• **WORK INSTRUCTIONS**: Show every line of the records below that contains the word "opening".

• **MATERIAL FOR THIS TASK**:

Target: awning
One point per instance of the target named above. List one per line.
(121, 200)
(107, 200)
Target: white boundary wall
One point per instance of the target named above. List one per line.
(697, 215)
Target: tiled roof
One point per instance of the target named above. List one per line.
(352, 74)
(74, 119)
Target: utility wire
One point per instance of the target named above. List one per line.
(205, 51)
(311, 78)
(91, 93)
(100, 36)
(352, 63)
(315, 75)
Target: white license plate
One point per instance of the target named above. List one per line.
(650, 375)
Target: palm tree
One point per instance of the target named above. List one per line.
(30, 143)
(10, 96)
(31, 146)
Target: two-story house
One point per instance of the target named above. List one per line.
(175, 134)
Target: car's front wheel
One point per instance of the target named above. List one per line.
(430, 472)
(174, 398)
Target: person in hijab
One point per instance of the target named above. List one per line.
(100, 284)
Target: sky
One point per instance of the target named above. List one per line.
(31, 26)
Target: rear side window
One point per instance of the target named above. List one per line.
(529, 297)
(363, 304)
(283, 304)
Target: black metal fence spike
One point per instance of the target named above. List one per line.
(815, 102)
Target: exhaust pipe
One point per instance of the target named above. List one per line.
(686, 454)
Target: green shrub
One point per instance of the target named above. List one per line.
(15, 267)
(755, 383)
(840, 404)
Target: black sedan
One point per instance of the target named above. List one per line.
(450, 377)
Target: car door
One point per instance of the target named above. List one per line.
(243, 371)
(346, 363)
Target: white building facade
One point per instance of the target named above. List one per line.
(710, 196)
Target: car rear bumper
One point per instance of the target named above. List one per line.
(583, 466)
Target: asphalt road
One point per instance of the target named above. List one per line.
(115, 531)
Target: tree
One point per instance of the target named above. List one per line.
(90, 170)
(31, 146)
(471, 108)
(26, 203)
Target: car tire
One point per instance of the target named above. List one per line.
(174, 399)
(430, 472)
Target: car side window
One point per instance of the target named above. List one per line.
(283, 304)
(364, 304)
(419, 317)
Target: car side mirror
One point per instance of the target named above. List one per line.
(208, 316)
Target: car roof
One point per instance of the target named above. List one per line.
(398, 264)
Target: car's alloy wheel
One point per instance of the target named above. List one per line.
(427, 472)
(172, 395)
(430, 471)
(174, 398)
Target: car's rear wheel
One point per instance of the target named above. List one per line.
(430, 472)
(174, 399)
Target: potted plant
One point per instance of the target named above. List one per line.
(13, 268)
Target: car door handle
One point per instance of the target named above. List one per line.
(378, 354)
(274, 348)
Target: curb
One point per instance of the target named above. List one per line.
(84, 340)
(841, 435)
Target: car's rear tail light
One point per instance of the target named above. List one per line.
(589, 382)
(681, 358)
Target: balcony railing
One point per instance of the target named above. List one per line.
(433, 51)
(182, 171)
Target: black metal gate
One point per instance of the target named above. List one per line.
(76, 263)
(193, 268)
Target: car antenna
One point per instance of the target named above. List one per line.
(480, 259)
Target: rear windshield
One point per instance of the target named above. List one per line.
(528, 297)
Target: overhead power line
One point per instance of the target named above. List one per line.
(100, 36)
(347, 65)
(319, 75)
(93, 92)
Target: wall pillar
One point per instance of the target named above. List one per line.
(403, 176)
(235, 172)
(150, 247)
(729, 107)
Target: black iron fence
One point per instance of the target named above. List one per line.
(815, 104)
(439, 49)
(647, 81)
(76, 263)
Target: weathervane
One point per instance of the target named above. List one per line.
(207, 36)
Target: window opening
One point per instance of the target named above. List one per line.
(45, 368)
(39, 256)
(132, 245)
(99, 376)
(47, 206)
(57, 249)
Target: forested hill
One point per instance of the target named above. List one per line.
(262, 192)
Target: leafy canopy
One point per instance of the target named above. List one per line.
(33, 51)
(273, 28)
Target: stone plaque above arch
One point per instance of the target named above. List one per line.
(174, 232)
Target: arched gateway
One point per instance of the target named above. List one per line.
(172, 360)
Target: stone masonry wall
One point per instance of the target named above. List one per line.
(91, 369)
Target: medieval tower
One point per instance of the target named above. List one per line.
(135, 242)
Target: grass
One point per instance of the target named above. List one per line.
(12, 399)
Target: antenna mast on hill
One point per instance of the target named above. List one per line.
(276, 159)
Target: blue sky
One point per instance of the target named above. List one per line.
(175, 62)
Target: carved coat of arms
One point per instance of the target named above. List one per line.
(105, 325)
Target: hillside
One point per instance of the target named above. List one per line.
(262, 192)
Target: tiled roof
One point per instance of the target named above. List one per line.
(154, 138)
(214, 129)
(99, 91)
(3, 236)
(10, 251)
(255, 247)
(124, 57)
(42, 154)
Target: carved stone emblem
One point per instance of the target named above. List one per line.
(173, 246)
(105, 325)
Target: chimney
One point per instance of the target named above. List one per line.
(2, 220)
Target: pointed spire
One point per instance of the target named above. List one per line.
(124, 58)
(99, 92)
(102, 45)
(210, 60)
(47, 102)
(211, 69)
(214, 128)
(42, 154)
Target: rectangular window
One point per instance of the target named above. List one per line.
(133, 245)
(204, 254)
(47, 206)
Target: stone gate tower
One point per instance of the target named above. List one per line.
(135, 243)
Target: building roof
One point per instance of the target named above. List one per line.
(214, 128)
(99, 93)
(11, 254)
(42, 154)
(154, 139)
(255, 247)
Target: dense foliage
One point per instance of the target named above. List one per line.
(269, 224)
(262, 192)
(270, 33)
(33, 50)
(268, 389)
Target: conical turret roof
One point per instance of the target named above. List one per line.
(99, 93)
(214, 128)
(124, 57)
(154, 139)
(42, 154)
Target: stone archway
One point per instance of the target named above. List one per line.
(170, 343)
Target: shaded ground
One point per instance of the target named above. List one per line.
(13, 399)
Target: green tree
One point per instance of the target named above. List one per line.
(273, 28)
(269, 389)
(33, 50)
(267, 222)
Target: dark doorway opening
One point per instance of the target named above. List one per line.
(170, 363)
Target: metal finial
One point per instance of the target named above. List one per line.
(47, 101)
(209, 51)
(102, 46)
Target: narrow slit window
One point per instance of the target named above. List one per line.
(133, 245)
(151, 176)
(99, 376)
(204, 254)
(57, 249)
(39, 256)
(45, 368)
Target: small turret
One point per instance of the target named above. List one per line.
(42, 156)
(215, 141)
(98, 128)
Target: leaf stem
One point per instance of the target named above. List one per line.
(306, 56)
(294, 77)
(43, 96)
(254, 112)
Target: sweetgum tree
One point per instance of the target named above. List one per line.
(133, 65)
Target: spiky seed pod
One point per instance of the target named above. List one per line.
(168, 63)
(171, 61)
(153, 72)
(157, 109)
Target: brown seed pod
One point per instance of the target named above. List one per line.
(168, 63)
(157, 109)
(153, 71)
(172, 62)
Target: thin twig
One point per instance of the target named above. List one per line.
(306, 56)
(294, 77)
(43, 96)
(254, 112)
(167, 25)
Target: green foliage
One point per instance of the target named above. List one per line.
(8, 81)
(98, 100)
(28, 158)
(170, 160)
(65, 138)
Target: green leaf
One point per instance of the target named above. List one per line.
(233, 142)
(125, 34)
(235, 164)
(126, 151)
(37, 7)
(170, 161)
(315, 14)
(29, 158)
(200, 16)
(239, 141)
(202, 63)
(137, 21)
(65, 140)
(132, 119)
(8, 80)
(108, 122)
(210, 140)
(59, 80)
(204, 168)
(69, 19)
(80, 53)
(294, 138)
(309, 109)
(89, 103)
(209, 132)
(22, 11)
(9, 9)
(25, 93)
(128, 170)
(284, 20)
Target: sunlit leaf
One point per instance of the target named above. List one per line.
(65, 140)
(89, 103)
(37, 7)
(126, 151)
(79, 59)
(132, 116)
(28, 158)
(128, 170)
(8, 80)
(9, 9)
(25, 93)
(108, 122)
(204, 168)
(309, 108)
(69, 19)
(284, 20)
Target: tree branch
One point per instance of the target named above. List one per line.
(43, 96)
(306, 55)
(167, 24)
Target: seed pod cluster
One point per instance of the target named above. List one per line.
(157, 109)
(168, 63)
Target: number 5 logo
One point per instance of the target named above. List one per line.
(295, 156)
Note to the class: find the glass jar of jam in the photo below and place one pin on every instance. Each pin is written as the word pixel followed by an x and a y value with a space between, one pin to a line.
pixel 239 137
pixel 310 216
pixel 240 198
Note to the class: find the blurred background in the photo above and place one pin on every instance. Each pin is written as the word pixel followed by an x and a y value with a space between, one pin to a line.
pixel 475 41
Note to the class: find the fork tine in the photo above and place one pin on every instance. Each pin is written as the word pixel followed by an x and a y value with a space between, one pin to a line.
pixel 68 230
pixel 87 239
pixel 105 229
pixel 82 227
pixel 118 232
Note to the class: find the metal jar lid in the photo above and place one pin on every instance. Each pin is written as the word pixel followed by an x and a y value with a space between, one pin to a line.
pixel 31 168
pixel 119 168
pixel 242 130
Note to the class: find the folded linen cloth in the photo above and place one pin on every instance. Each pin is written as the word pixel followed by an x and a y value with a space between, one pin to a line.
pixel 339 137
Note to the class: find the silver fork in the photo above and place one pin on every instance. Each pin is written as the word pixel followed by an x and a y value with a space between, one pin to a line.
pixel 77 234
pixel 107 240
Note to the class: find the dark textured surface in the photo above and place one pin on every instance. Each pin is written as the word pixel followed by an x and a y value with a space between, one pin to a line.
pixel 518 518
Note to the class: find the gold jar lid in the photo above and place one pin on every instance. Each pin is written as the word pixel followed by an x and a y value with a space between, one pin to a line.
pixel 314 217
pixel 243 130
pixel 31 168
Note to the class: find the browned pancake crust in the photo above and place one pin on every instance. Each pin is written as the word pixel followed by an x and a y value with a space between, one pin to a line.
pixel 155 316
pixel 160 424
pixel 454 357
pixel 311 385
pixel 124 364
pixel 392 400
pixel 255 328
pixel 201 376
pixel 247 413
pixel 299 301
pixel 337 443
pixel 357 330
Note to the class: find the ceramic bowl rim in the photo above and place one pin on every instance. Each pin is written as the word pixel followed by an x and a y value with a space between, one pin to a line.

• **ANSWER BOX**:
Target: window opening
Target: dark doorway opening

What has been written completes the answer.